/---

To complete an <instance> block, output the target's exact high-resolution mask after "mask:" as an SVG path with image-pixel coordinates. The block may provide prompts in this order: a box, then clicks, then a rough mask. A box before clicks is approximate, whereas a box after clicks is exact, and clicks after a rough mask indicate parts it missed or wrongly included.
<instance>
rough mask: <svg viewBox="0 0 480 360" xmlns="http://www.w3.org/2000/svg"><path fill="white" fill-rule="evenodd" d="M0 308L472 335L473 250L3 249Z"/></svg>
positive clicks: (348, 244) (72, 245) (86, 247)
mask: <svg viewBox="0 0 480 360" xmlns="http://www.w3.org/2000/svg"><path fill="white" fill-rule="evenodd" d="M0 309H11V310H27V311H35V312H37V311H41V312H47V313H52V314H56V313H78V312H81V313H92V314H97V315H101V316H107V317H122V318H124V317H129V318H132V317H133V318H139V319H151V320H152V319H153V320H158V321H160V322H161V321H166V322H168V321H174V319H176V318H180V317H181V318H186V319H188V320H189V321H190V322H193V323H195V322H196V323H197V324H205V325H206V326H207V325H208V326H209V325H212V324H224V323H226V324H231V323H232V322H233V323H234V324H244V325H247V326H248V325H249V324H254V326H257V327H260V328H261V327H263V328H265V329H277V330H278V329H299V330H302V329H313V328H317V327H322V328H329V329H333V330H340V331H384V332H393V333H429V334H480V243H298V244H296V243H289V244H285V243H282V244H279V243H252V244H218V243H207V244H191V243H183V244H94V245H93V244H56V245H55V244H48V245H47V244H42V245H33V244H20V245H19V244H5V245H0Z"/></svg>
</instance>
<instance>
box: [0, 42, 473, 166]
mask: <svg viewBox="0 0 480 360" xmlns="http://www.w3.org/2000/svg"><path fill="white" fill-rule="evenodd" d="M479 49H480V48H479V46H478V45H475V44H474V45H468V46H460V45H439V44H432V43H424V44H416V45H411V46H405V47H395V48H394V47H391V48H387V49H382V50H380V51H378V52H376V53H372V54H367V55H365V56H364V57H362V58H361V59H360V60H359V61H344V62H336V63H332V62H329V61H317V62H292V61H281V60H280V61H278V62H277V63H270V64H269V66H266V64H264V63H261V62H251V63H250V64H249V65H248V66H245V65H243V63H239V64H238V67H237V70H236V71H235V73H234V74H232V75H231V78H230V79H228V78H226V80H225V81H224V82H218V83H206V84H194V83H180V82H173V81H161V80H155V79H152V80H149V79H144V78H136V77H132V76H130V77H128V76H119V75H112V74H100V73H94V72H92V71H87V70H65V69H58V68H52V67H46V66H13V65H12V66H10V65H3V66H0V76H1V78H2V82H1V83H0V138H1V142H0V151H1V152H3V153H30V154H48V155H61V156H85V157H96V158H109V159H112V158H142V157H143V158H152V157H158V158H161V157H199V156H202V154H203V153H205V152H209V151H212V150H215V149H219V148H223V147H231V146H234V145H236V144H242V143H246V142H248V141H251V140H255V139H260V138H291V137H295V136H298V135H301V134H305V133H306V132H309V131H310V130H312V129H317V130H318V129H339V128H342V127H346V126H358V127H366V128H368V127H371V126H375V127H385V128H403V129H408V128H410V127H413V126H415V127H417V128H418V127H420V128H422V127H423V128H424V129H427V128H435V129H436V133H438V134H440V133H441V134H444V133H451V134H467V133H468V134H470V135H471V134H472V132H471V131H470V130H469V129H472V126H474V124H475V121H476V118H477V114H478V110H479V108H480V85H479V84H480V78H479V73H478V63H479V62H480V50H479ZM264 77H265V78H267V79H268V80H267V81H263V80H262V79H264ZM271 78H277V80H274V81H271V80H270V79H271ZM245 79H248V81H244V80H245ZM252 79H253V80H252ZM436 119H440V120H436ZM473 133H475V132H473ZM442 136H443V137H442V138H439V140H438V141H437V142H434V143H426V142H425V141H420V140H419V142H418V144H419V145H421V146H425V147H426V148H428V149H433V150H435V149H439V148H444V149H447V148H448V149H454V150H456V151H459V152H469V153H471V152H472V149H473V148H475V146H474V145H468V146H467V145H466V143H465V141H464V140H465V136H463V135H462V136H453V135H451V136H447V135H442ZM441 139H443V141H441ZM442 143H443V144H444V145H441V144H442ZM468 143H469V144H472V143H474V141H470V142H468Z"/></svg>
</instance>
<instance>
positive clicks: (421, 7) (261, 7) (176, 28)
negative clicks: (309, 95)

\---

■ **Exercise aim**
The reply should hold only the lines from the beginning of the listing above through the line with "rough mask: <svg", each one written exactly as it appears.

■ **Written response**
To complete an <instance> block, output the target's exact high-resolution mask after "mask:" as an SVG path with image-pixel coordinates. The block may provide prompts in this order: a box, then clicks, then a rough mask. A box before clicks is approximate, whereas a box after clicks is exact, and clicks after a rough mask indicate parts it missed or wrongly included.
<instance>
rough mask: <svg viewBox="0 0 480 360" xmlns="http://www.w3.org/2000/svg"><path fill="white" fill-rule="evenodd" d="M0 308L472 335L473 250L3 249Z"/></svg>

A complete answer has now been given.